## Goal of the exercise:
Summarize the passage on television coverage of the fundraising hearings in two sentences.

## Supplied passage:
So, if a bunch of houses are burglarized in Gibson's New Jersey neighborhood, instead of catching and prosecuting the burglar, the police and DA should lobby the freeholders to "reform" the burglary laws.

Friday's Today provided the first fundraising coverage of the week. In addition to a full story on Tamraz from Joe Johns, Claire Shipman and Tim Russert talked with Matt Lauer about the impact of Reno's investigation on Al Gore. Earlier, Russert came on to analyze Clinton's high approval rating, but MRC analyst Eric Darbe noted that the discussion also briefly explored the impact of the fundraising scandal.

As usual, viewers of This Morning on CBS had no idea any hearings were being held. The CBS Evening News may air more fundraising stories than ABC and NBC, but in the morning CBS hasn't aired a fundraising story in its prime 8am hour since early July.

Speaking of morning avoidance, the three morning shows have yet to carry an interview on fundraising with a Senator on the Senate Governmental Affairs Committee.

CNN went live to Meddoff's testimony when he began at 10:30am ET, but cut out an hour later, just before 11:30am. Adding up CNN's live hour with Meddoff, the two hours of Tamraz and the hour and forty minutes with Fowler and CNN's live coverage of the three Democrats over two weeks about matches the four and a half hours they spent showing Haley Barbour in one afternoon.

## Data excerpts:
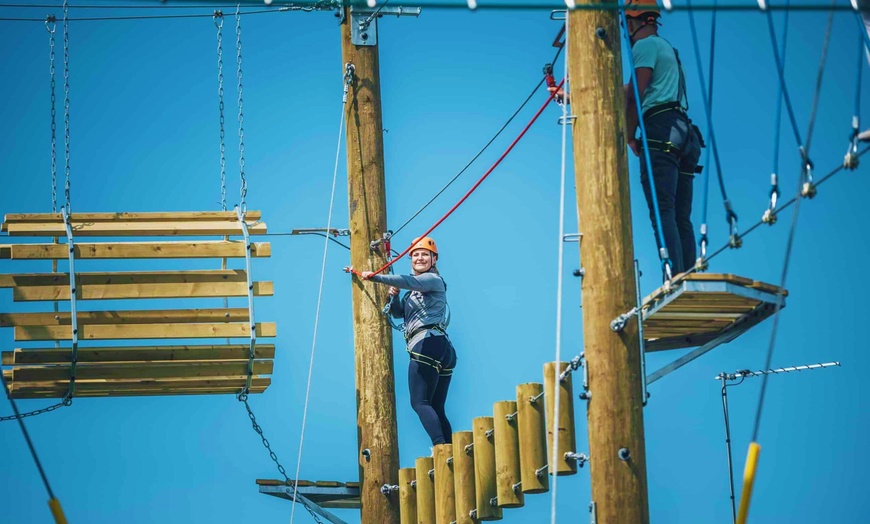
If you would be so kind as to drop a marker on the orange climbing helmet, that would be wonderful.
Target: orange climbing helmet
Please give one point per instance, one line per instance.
(424, 243)
(639, 8)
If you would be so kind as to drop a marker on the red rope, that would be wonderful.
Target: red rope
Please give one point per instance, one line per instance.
(473, 188)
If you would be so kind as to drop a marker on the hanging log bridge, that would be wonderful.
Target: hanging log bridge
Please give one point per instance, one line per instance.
(102, 366)
(509, 455)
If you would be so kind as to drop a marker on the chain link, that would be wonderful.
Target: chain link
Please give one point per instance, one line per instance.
(244, 190)
(65, 402)
(51, 27)
(219, 24)
(66, 99)
(243, 397)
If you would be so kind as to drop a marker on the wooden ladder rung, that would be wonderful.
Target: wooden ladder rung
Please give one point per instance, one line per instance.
(162, 284)
(145, 331)
(210, 353)
(135, 250)
(140, 371)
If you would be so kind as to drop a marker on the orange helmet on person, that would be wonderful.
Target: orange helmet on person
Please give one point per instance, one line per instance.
(424, 243)
(642, 9)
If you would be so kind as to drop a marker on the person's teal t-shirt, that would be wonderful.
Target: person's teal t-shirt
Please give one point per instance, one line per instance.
(657, 54)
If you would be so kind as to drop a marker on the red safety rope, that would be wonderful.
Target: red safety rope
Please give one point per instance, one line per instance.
(473, 188)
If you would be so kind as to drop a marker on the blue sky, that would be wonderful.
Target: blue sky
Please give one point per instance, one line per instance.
(144, 137)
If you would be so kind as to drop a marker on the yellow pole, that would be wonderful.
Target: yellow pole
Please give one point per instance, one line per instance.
(57, 511)
(748, 481)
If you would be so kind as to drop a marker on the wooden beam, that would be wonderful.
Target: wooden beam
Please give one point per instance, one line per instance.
(141, 371)
(162, 284)
(135, 229)
(126, 317)
(144, 331)
(137, 354)
(136, 250)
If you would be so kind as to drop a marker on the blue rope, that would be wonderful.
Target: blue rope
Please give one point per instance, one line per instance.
(707, 96)
(663, 250)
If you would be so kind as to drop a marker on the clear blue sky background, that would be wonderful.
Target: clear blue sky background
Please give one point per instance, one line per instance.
(145, 138)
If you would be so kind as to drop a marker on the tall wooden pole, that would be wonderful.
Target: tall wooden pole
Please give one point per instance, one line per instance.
(373, 343)
(615, 411)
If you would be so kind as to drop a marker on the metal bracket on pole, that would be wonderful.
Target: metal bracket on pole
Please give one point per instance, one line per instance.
(71, 252)
(363, 22)
(302, 499)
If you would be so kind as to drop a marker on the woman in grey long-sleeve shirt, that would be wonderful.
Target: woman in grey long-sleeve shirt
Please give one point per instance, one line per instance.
(424, 309)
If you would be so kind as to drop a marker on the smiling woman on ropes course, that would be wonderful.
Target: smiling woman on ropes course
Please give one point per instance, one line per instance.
(424, 309)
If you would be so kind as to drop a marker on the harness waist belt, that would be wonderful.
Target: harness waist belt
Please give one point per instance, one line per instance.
(661, 108)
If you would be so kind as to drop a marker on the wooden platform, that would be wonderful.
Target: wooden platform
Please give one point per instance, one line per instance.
(703, 307)
(326, 494)
(161, 366)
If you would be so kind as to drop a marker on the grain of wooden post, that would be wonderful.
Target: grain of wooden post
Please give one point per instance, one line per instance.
(564, 420)
(445, 499)
(533, 438)
(507, 455)
(484, 469)
(407, 496)
(425, 491)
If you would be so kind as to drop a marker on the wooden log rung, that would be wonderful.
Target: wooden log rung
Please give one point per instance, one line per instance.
(135, 250)
(187, 353)
(145, 331)
(147, 371)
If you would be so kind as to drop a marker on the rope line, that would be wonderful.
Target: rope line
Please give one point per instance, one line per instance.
(485, 147)
(473, 188)
(707, 98)
(660, 235)
(791, 234)
(319, 299)
(20, 418)
(559, 270)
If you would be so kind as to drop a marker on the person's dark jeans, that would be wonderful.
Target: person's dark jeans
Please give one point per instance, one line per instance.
(673, 173)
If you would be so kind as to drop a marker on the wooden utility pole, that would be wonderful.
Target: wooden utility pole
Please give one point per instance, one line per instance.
(615, 410)
(373, 340)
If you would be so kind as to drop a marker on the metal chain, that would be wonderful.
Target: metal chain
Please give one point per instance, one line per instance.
(219, 24)
(51, 27)
(244, 190)
(66, 99)
(36, 412)
(243, 397)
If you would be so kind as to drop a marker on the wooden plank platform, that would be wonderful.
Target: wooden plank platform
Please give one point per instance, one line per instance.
(133, 229)
(158, 284)
(145, 331)
(125, 317)
(142, 369)
(135, 250)
(700, 307)
(198, 353)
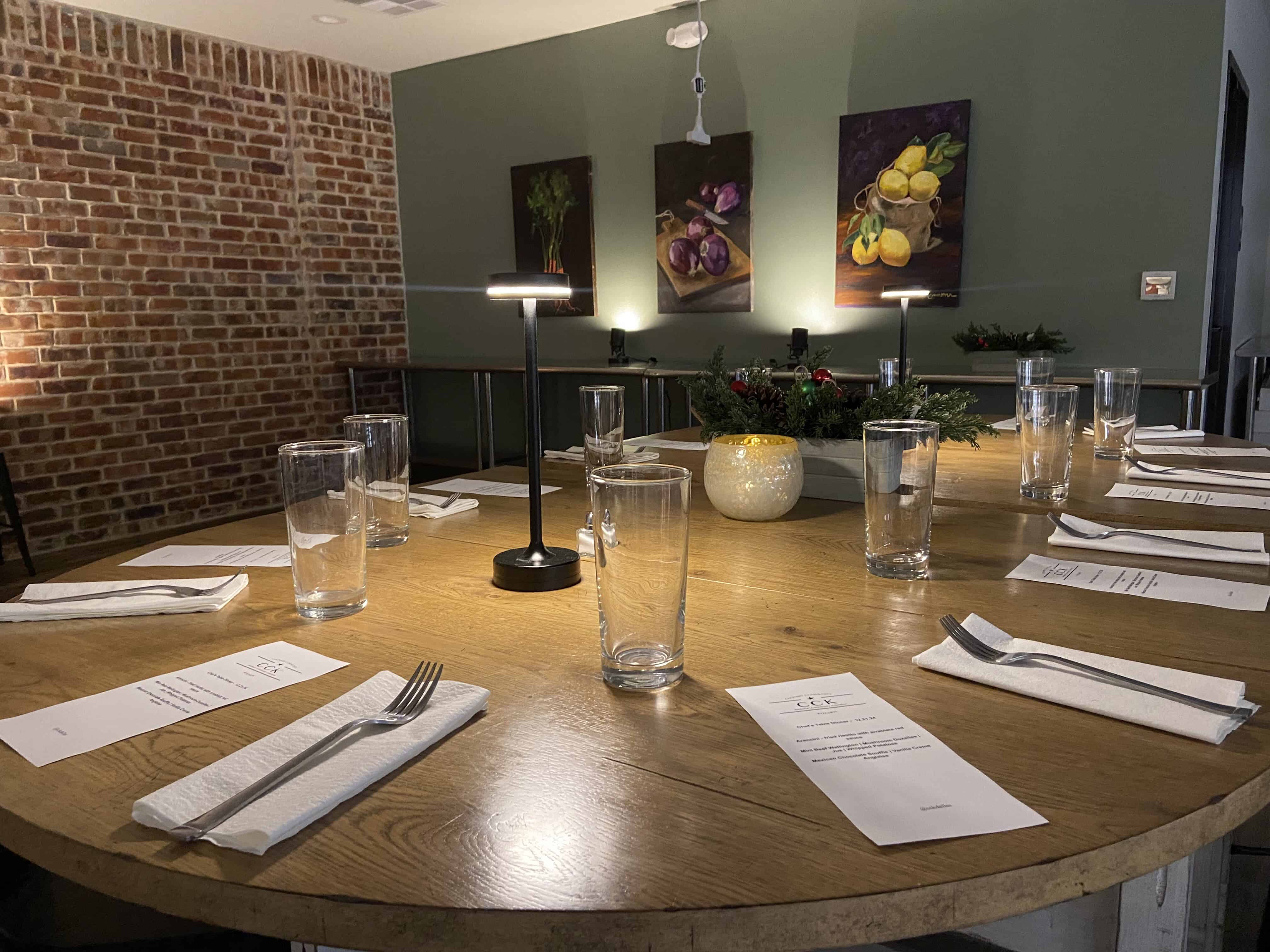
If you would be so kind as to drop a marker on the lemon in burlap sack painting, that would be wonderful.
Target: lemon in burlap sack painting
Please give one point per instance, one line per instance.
(902, 202)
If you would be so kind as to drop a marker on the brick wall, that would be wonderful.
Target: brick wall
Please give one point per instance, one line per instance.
(195, 234)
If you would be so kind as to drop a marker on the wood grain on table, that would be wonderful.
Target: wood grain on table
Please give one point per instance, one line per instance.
(576, 817)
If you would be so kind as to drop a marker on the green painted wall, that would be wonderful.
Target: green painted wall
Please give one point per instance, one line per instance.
(1094, 130)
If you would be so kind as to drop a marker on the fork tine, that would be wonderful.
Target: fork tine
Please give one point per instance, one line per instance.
(411, 681)
(968, 643)
(416, 691)
(422, 701)
(972, 644)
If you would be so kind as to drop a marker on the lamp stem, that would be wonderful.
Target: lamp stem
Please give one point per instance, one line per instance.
(903, 339)
(534, 429)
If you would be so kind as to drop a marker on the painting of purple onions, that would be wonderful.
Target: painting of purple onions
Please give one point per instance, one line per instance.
(704, 225)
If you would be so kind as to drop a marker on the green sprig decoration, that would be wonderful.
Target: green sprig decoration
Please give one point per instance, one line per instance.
(821, 413)
(975, 339)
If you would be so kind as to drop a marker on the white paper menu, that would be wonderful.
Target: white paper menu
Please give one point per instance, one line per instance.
(1156, 450)
(253, 557)
(89, 723)
(1197, 589)
(488, 488)
(1239, 501)
(896, 781)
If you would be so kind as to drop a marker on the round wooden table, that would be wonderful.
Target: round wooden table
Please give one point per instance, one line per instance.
(575, 817)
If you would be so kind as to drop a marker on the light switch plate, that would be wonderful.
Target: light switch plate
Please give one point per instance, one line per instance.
(1159, 286)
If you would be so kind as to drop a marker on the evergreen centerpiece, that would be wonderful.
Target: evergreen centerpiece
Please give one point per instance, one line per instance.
(976, 339)
(817, 408)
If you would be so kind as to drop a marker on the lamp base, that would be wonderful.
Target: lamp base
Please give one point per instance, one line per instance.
(558, 569)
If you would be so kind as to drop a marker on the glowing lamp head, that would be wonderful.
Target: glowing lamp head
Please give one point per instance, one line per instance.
(538, 286)
(911, 291)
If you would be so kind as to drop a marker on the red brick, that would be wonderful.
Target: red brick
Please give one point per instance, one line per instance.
(176, 285)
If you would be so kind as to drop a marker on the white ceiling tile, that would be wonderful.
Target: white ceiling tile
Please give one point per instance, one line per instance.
(376, 40)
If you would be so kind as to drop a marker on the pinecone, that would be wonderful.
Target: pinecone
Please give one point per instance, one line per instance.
(770, 402)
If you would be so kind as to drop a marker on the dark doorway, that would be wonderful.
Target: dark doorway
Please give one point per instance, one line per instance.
(1230, 229)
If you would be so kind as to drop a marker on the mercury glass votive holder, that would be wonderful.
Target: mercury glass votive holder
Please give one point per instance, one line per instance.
(753, 477)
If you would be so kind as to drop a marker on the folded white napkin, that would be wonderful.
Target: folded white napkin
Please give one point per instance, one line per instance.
(577, 455)
(1063, 686)
(1141, 546)
(342, 772)
(430, 507)
(149, 604)
(1166, 432)
(1208, 478)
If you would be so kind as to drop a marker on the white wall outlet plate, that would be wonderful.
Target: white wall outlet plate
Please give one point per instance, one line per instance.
(1159, 286)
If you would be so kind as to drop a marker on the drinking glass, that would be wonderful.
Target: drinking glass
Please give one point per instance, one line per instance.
(1048, 419)
(1116, 411)
(888, 371)
(642, 572)
(1030, 371)
(324, 492)
(388, 475)
(603, 426)
(900, 494)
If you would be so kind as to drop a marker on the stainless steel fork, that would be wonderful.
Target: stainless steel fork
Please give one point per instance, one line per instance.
(1254, 477)
(987, 653)
(402, 710)
(167, 589)
(1110, 534)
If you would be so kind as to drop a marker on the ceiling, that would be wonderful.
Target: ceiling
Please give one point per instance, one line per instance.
(376, 40)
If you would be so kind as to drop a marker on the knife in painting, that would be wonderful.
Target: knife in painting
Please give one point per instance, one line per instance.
(710, 215)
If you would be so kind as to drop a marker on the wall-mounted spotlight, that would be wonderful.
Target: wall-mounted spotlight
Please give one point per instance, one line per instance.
(798, 347)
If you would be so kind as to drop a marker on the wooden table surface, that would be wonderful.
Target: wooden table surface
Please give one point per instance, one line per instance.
(576, 817)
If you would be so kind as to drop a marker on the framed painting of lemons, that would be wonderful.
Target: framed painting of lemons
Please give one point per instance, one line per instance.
(902, 202)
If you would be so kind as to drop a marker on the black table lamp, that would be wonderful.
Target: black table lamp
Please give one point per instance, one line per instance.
(536, 568)
(905, 292)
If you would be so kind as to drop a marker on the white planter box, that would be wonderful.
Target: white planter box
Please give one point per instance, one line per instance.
(834, 469)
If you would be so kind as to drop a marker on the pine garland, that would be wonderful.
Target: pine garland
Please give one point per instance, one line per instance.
(976, 339)
(822, 413)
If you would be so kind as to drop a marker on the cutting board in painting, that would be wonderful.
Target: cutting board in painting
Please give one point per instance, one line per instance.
(704, 225)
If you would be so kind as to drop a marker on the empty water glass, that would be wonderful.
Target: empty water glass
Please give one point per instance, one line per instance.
(324, 492)
(642, 572)
(900, 497)
(1030, 371)
(603, 426)
(1116, 411)
(888, 371)
(1048, 427)
(386, 439)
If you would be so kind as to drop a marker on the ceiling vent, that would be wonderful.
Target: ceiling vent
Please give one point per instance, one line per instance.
(395, 8)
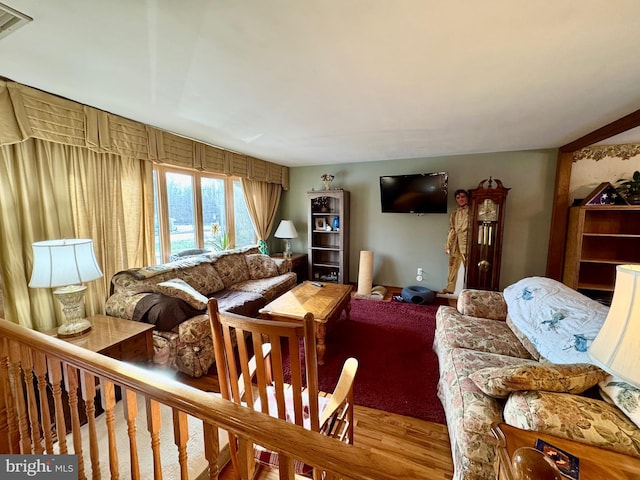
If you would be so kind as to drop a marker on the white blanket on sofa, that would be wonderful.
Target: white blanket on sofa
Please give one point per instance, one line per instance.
(560, 322)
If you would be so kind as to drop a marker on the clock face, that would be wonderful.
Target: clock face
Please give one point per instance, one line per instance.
(488, 211)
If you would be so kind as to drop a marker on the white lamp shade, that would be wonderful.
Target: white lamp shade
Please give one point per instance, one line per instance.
(58, 263)
(286, 229)
(616, 348)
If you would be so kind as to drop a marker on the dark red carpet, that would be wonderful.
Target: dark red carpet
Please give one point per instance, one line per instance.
(393, 342)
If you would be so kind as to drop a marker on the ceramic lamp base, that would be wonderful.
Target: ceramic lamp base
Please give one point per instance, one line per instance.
(72, 298)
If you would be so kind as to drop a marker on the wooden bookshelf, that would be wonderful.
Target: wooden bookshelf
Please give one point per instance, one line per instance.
(599, 238)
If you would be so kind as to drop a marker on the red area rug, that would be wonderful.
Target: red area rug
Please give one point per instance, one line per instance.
(393, 342)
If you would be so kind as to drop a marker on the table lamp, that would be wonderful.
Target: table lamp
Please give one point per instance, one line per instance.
(66, 263)
(615, 348)
(286, 230)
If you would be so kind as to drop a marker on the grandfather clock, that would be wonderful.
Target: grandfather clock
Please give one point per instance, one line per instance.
(486, 225)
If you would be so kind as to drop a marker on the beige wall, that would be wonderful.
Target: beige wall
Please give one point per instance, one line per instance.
(403, 242)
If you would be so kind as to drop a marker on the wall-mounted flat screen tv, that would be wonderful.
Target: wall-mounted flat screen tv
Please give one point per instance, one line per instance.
(416, 193)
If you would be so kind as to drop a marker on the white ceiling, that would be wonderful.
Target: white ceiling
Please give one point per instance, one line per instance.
(310, 82)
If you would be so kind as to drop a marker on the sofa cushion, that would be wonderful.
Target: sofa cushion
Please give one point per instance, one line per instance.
(203, 277)
(482, 303)
(470, 412)
(624, 396)
(269, 288)
(492, 336)
(232, 268)
(261, 266)
(162, 311)
(585, 420)
(501, 381)
(560, 322)
(178, 288)
(242, 303)
(526, 343)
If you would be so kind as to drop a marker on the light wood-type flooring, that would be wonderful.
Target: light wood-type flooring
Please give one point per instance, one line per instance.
(422, 442)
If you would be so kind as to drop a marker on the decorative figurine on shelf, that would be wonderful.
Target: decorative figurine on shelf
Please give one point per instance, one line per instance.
(320, 204)
(327, 178)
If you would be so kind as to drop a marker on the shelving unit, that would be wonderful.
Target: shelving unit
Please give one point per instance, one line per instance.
(600, 238)
(328, 247)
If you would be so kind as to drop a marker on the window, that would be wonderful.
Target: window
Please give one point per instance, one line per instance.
(196, 210)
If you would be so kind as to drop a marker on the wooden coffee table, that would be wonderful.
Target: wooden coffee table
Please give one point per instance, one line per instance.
(117, 338)
(326, 303)
(595, 463)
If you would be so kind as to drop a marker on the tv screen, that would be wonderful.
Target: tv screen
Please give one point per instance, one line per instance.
(417, 193)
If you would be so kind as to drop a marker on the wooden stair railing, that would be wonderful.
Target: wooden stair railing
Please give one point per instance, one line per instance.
(40, 377)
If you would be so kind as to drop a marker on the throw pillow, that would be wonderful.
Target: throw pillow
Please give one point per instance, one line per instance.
(623, 395)
(501, 381)
(178, 288)
(261, 266)
(560, 322)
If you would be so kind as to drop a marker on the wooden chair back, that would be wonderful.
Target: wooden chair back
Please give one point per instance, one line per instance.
(261, 364)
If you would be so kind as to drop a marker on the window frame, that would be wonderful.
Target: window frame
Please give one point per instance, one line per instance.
(161, 197)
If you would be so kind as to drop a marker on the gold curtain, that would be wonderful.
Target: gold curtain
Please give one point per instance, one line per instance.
(262, 202)
(71, 171)
(60, 191)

## Reply to the exercise:
Friday's Today offered the week's first fundraising coverage, including a story on Tamraz and a discussion of how Reno's investigation affects Al Gore, while CBS has not aired a fundraising story in its 8am morning hour since early July. CNN carried an hour of Meddoff's testimony live, and its live coverage of the three Democrats over two weeks roughly matches the four and a half hours it spent showing Haley Barbour in one afternoon.